WHAT YOU HAVE TO DO
Please set down the items below word for word, starting at the line that contains "For every instance of the bird's belly, mark" and ending with the last line of the items.
(begin)
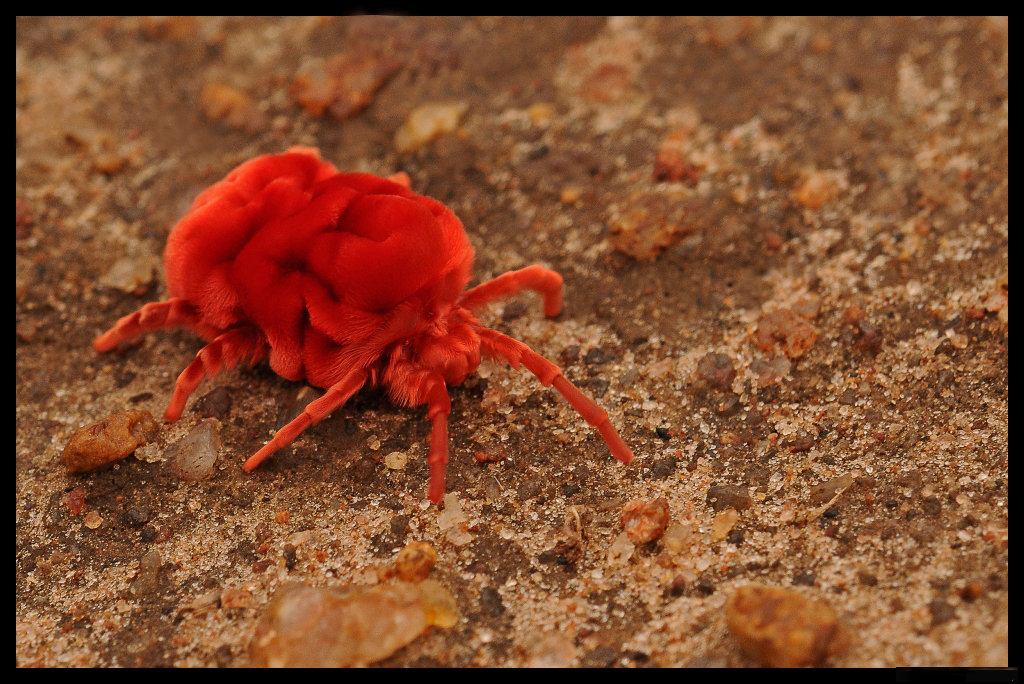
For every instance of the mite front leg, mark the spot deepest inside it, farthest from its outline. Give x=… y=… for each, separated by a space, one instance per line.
x=543 y=281
x=412 y=385
x=222 y=353
x=515 y=352
x=314 y=413
x=438 y=408
x=155 y=315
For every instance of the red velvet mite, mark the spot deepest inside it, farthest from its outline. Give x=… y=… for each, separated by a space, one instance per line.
x=344 y=280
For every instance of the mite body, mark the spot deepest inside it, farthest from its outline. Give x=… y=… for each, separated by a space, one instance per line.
x=344 y=280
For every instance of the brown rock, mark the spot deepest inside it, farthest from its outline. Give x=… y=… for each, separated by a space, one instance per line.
x=781 y=629
x=103 y=443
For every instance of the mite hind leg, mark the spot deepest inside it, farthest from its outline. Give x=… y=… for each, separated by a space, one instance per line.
x=222 y=353
x=515 y=352
x=543 y=281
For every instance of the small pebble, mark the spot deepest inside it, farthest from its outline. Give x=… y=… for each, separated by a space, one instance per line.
x=194 y=458
x=415 y=561
x=645 y=521
x=310 y=627
x=427 y=122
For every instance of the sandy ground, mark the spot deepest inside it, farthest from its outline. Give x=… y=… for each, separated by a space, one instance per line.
x=686 y=177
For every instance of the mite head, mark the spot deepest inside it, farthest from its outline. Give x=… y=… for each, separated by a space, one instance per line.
x=445 y=338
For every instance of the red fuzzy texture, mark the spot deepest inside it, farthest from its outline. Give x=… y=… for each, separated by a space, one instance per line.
x=342 y=279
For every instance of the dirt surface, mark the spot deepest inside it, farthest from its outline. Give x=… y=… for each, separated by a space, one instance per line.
x=784 y=245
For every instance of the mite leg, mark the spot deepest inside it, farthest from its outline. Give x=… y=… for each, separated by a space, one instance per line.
x=543 y=281
x=314 y=413
x=412 y=385
x=438 y=408
x=515 y=352
x=156 y=315
x=223 y=352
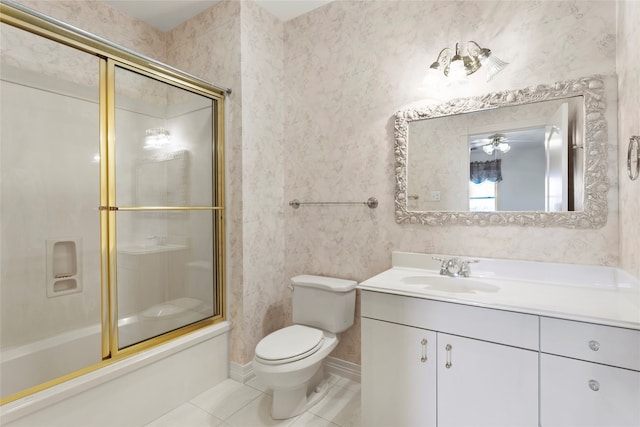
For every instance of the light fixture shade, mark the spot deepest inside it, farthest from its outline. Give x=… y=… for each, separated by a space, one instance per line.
x=156 y=138
x=502 y=147
x=457 y=70
x=493 y=66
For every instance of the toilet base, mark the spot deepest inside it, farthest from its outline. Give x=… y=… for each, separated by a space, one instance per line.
x=290 y=402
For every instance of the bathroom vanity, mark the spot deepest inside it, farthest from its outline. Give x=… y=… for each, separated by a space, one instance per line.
x=514 y=344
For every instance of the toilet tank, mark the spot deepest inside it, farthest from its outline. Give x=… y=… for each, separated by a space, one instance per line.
x=322 y=302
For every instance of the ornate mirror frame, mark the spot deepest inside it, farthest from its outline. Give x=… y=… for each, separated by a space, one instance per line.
x=596 y=182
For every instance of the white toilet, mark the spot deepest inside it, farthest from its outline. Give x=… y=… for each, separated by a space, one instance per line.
x=289 y=361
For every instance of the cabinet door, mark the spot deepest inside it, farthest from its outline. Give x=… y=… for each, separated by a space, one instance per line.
x=398 y=375
x=486 y=384
x=574 y=393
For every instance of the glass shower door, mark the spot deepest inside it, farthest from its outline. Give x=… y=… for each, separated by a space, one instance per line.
x=164 y=193
x=50 y=291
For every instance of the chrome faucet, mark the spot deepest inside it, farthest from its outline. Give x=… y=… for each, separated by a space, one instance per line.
x=455 y=267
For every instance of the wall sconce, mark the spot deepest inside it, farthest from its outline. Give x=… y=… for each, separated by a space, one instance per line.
x=156 y=138
x=458 y=67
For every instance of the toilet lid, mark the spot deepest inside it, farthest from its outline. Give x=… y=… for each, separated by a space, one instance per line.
x=289 y=344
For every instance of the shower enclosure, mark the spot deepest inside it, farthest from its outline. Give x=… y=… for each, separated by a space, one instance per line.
x=111 y=194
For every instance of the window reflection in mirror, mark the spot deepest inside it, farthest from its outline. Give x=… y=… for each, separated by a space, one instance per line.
x=531 y=154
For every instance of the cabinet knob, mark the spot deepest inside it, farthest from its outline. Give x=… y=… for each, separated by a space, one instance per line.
x=423 y=359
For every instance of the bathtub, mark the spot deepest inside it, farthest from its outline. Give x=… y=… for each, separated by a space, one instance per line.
x=35 y=363
x=130 y=392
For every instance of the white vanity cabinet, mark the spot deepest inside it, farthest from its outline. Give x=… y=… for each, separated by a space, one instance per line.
x=398 y=375
x=480 y=365
x=589 y=375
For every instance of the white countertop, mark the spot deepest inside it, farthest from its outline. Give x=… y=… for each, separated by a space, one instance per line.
x=595 y=294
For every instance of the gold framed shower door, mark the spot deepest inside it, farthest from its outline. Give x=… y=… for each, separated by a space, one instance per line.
x=114 y=57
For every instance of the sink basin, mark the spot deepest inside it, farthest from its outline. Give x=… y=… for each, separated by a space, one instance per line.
x=450 y=284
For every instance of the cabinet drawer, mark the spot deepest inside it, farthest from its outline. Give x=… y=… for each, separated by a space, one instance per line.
x=574 y=393
x=503 y=327
x=587 y=341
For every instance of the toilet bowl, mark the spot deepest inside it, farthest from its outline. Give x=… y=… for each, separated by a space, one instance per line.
x=290 y=361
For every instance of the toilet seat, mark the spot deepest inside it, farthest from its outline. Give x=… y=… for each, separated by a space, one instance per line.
x=289 y=344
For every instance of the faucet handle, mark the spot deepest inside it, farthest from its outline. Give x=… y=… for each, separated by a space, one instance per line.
x=464 y=266
x=443 y=266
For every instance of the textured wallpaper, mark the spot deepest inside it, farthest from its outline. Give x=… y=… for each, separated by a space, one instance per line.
x=628 y=125
x=311 y=117
x=350 y=65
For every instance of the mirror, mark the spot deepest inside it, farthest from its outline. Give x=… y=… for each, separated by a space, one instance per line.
x=507 y=158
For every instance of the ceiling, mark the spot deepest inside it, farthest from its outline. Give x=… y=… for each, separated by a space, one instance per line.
x=167 y=14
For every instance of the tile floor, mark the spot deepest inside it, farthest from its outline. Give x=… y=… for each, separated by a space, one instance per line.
x=233 y=404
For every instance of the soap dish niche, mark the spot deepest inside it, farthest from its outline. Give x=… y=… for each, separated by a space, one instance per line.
x=64 y=266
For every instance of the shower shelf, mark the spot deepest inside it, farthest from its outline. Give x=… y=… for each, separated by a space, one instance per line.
x=63 y=266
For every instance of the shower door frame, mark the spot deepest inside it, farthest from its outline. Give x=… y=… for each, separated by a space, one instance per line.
x=110 y=56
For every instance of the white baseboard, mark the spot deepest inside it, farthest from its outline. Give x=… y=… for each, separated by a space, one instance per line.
x=333 y=365
x=343 y=368
x=241 y=373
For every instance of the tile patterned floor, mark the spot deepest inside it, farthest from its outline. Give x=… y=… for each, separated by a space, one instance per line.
x=233 y=404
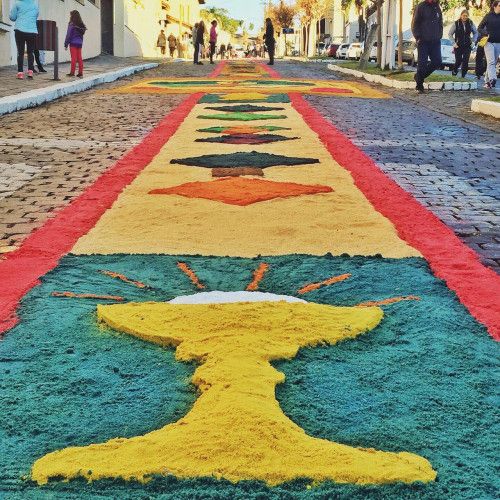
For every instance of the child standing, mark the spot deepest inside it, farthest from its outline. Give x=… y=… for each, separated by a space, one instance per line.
x=74 y=38
x=25 y=14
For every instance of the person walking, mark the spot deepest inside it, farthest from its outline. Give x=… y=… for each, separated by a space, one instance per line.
x=25 y=14
x=427 y=29
x=480 y=62
x=74 y=39
x=196 y=47
x=490 y=27
x=200 y=40
x=172 y=44
x=161 y=43
x=462 y=33
x=213 y=40
x=270 y=40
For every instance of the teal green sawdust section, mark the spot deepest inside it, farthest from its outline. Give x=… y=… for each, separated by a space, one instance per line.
x=252 y=159
x=244 y=108
x=222 y=130
x=218 y=98
x=242 y=117
x=247 y=139
x=279 y=83
x=425 y=380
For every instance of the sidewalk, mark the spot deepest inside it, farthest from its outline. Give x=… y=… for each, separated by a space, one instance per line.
x=22 y=94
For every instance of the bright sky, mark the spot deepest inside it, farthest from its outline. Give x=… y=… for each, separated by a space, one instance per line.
x=251 y=11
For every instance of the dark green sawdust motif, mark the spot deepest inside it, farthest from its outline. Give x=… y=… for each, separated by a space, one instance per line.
x=242 y=117
x=244 y=108
x=218 y=98
x=247 y=139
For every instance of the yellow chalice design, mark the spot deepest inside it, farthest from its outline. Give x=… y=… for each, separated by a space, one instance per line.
x=236 y=429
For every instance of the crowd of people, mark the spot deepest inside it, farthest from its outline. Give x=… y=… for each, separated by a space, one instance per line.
x=199 y=37
x=24 y=13
x=427 y=28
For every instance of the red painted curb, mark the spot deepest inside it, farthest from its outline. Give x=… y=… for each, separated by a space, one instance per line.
x=477 y=287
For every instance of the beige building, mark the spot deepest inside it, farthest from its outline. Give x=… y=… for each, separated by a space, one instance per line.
x=123 y=28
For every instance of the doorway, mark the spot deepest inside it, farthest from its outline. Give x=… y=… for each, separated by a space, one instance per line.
x=107 y=25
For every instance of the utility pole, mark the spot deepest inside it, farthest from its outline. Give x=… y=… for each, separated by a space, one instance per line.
x=400 y=35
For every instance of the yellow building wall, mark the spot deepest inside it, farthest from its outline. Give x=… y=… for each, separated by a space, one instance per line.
x=138 y=24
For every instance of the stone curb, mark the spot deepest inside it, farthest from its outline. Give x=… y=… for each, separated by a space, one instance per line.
x=485 y=107
x=389 y=82
x=33 y=98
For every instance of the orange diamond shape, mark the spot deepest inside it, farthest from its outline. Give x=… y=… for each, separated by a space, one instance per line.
x=241 y=191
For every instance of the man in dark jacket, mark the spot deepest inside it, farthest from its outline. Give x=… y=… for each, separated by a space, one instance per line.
x=427 y=28
x=270 y=40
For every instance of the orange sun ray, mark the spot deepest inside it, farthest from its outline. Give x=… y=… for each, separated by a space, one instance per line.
x=190 y=274
x=123 y=278
x=71 y=295
x=385 y=302
x=257 y=277
x=330 y=281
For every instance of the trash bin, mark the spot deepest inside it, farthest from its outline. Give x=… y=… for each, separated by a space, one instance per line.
x=48 y=39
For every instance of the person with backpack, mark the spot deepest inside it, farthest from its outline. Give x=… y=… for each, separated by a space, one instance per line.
x=462 y=33
x=200 y=40
x=489 y=28
x=172 y=44
x=213 y=40
x=25 y=14
x=74 y=40
x=427 y=29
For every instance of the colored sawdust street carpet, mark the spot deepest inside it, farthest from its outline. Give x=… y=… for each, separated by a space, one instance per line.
x=259 y=315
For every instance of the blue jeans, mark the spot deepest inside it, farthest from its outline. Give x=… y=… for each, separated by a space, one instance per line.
x=426 y=51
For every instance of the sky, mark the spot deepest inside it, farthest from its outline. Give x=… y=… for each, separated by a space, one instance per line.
x=251 y=11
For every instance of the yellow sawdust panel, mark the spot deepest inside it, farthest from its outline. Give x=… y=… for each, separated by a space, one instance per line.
x=236 y=429
x=339 y=222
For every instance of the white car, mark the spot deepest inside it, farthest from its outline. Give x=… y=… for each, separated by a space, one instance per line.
x=342 y=51
x=447 y=55
x=355 y=50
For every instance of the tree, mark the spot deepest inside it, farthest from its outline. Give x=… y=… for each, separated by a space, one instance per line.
x=222 y=17
x=311 y=13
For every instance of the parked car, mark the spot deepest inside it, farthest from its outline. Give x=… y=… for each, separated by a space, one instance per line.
x=355 y=50
x=447 y=55
x=332 y=50
x=342 y=51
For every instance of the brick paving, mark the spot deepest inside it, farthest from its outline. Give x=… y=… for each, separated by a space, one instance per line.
x=433 y=148
x=50 y=154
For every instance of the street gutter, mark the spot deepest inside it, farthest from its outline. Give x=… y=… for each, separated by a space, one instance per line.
x=34 y=98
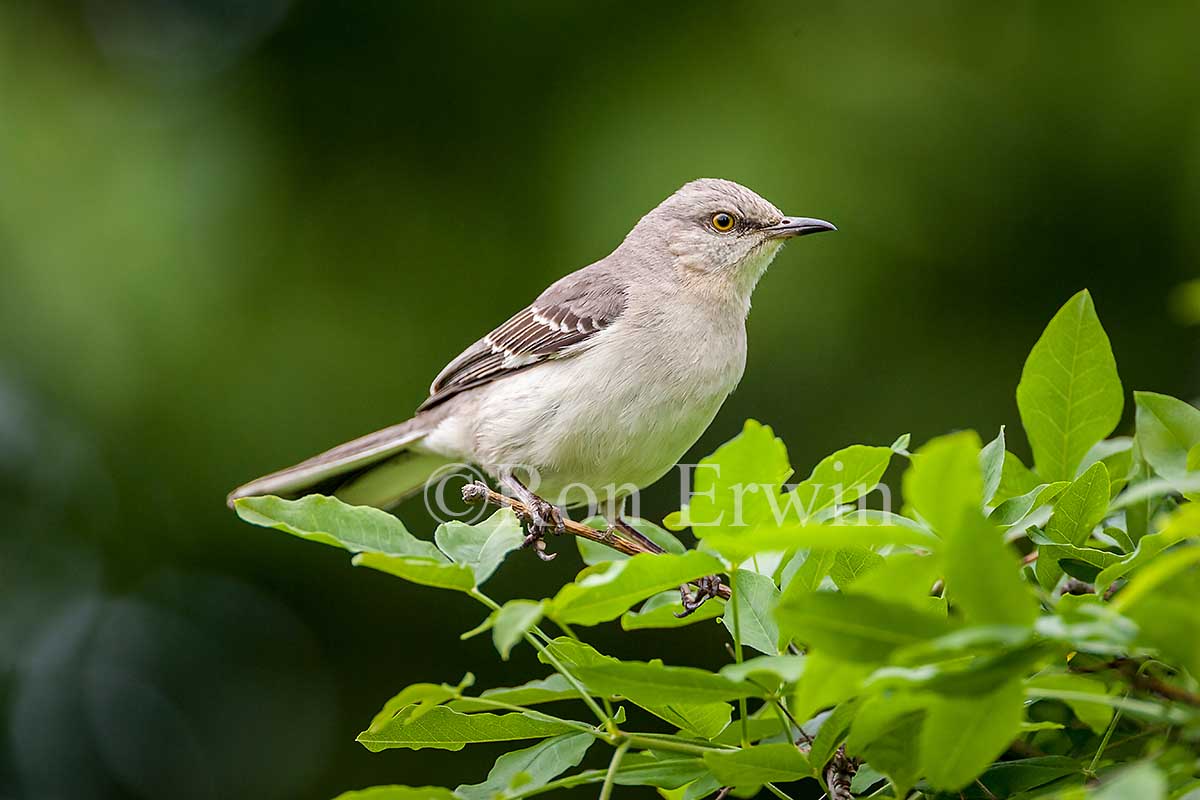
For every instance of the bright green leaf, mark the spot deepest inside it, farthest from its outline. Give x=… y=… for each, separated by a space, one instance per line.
x=358 y=529
x=1167 y=429
x=427 y=572
x=660 y=612
x=755 y=595
x=1069 y=395
x=442 y=728
x=945 y=481
x=607 y=590
x=856 y=627
x=963 y=735
x=483 y=546
x=399 y=793
x=513 y=621
x=529 y=768
x=991 y=463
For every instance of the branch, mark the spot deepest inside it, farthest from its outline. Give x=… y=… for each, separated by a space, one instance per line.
x=839 y=774
x=479 y=492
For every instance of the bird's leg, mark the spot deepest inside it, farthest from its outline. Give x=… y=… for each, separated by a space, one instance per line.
x=707 y=587
x=543 y=516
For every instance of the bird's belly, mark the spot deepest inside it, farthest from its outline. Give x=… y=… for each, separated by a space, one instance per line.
x=586 y=431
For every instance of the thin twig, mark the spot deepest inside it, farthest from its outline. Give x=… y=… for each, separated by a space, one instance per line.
x=479 y=492
x=840 y=774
(end)
TASK RESPONSE
For every instance of the bird's belly, mark the spot deepest inside it, farthest from its outline. Give x=… y=… for each, separated by a space, one instance per line.
x=586 y=431
For every instance of the thin twig, mark the spot deepest inside it, farthest from its outline. Give x=… y=… for each, separated by a space, one instance per line.
x=479 y=492
x=840 y=774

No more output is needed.